### Document passage:
++++++++

This section provides guidance regarding CPU considerations in VMware VMware Cloud on AWS hosts.
CPU virtualization adds varying amounts of overhead depending on the percentage of the virtual machine’s workload that can be run on the physical processor as is and the cost of virtualizing the remainder of the workload:
For many workloads, CPU virtualization adds only a very small amount of overhead, resulting in performance essentially comparable to native.
Many workloads to which CPU virtualization does add overhead are not CPU-bound—that is, most of their time is spent waiting for external events such as user interaction, device input, or data retrieval, rather than running instructions. Because in this case otherwise-unused CPU cycles are available to absorb the virtualization overhead, these workloads will typically have throughput similar to native, but potentially with a slight increase in latency.
For a small percentage of workloads, for which CPU virtualization adds overhead and which are CPU-bound, there might be a noticeable degradation in both throughput and latency.
The rest of this section lists practices and configurations recommended by VMware for optimal CPU performance.
In most environments VMware Cloud on AWS allows significant levels of CPU overcommitment (that is, running more vCPUs on a host than the total number of physical processor cores in that host) without impacting virtual machine performance.
If a host becomes CPU saturated (that is, the virtual machines and other loads on the host demand all the CPU resources the host has), latency-sensitive workloads might not perform well. In this case Distributed Resource Scheduler (DRS) will attempt to migrate one or more virtual machines to another host if there's one available with sufficient resources. You might also want to reduce the CPU load (by powering off some virtual machines, for example).
It is a good idea to periodically monitor the CPU usage of the host. This can be done through the vSphere Client, using the VMware vRealize®Operations™ management suite, or by using resxtop. Below we describe how to interpret resxtop data:
If the load average on the first line of the resxtop CPU panel is equal to or greater than 1, this indicates that the system is overloaded.
The usage percentage for the physical CPUs on the PCPU line can be another indication of a possibly overloaded condition. In general, 80% usage is a reasonable ceiling and 90% should be a warning that the CPUs are approaching an overloaded condition. However organizations will have varying standards regarding the desired load percentage.
Although esxtop can’t be used in VMware Cloud on AWS, resxtop can. See the blog post ESXTOP and VMware Cloud on AWS for guidance. For information about using resxtop see Performance Monitoring Utilities: resxtop and esxtop in vSphere Monitoring and Performance.
Configuring a virtual machine with more virtual CPUs (vCPUs) than its workload can use might cause slightly increased resource usage, potentially impacting performance on very heavily loaded systems. Common examples of this include a single-threaded workload running in a multiple-vCPU virtual machine or a multi-threaded workload in a virtual machine with more vCPUs than the workload can effectively use.
Even if the guest operating system doesn’t use some of its vCPUs, configuring virtual machines with those vCPUs still imposes some small resource requirements that translate to real CPU consumption on the host. For example:
Maintaining a consistent memory view among multiple vCPUs can consume additional resources, both in the guest operating system and in the host.
Most guest operating systems run an idle loop during periods of inactivity. Within this loop, most of these guest operating systems halt by running the HLT or MWAIT instructions. Some very old guest operating systems, however, use busy-waiting within their idle loops. This results in the consumption of resources that might otherwise be available for other uses (other virtual machines, the VMkernel, and so on).
VMware Cloud on AWS automatically detects these loops and de-schedules the idle vCPU. Though this reduces the CPU overhead, it can also reduce the performance of some I/O-heavy workloads. For additional information see VMware KB articles 1077 and 2231.
The guest operating system’s scheduler might migrate a single-threaded workload amongst multiple vCPUs, thereby losing cache locality.
Some workloads can easily be split across multiple virtual machines. In some cases, for the same number of vCPUs, using more smaller virtual machines (sometimes called “scaling out”) will provide better performance than fewer larger virtual machines (sometimes called “scaling up”). In other cases the opposite is true, and fewer larger virtual machines will perform better. The variations can be due to a number of factors, including NUMA node sizes, CPU cache locality, and workload implementation details. The best choice can be determined through experimentation using your specific workload in your environment.

++++++++

### Stored data:
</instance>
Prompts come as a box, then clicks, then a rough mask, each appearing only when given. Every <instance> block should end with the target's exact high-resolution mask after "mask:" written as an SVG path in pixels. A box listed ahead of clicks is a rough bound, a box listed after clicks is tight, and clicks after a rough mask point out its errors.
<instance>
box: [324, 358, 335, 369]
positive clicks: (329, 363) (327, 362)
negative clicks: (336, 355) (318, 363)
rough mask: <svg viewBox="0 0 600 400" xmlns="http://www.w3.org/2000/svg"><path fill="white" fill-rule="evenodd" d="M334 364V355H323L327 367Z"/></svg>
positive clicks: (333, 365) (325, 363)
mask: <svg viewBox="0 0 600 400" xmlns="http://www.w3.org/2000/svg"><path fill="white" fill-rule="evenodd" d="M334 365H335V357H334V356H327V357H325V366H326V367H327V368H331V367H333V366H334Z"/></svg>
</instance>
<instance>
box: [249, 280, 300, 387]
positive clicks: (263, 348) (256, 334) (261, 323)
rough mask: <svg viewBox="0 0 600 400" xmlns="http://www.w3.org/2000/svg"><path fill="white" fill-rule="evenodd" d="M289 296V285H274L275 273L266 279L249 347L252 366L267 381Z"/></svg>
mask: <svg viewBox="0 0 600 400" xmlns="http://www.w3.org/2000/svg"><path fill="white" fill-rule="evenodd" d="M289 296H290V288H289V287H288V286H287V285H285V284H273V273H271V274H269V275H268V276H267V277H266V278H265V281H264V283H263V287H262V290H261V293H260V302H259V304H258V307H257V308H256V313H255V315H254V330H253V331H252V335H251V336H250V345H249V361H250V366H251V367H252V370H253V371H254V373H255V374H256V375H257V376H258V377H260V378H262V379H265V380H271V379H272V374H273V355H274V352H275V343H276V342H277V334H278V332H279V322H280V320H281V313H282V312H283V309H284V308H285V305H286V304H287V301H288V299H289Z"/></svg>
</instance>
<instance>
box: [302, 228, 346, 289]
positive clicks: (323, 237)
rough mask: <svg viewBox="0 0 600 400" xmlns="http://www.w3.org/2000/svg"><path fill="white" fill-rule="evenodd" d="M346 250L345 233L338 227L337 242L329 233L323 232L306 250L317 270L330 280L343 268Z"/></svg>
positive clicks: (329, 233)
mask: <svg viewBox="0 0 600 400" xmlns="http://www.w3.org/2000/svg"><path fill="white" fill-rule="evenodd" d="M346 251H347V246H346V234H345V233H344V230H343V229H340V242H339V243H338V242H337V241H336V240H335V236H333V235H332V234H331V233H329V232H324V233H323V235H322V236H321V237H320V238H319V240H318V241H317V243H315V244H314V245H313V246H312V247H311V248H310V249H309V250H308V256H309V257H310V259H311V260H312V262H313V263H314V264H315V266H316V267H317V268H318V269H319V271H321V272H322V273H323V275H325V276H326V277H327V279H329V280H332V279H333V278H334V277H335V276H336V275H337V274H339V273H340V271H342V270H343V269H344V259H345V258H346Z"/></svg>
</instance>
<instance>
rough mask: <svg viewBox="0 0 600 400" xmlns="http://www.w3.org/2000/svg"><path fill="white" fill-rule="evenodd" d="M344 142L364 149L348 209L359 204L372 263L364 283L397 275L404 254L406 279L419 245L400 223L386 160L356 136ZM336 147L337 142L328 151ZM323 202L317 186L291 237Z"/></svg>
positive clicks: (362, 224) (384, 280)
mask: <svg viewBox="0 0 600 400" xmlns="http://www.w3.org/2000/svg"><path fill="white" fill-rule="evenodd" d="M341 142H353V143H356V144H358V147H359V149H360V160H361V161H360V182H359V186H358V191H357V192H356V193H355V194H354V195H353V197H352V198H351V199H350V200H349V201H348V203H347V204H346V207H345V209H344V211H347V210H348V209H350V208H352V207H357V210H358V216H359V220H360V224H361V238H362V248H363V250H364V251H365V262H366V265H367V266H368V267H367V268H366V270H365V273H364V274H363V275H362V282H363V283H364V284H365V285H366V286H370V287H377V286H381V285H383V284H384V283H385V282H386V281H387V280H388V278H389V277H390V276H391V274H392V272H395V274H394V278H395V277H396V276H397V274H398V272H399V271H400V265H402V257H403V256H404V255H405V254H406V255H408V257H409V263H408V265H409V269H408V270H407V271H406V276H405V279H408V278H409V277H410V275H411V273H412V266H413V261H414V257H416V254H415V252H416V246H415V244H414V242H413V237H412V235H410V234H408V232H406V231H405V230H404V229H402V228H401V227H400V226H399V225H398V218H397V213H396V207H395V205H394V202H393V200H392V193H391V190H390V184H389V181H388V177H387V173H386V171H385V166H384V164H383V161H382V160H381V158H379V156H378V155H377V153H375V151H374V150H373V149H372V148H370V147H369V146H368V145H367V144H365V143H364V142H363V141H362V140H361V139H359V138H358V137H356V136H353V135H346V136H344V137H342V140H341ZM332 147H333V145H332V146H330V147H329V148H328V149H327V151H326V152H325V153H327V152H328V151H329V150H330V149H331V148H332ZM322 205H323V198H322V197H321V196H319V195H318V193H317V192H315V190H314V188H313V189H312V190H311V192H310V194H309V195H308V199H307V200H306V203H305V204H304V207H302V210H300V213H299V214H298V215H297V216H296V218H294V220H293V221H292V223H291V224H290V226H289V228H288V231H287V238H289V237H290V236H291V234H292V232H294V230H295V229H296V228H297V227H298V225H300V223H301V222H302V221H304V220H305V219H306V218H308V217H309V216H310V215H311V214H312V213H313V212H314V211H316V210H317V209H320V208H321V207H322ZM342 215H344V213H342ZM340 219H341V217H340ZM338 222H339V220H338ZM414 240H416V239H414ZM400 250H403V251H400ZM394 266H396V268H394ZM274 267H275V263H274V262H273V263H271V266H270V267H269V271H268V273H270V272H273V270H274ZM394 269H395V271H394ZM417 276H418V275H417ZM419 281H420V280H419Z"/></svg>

++++++++

### Activity A:
List every tool the CPU performance guidance gives for periodically monitoring a host's CPU usage.
### Activity B:
Quote the part of the CPU performance guidance that opens with the words containing "The usage percentage" and closes with "desired load percentage.".

### Written response A:
- the vSphere Client
- the VMware vRealize®Operations™ management suite
- resxtop

### Written response B:
The usage percentage for the physical CPUs on the PCPU line can be another indication of a possibly overloaded condition. In general, 80% usage is a reasonable ceiling and 90% should be a warning that the CPUs are approaching an overloaded condition. However organizations will have varying standards regarding the desired load percentage.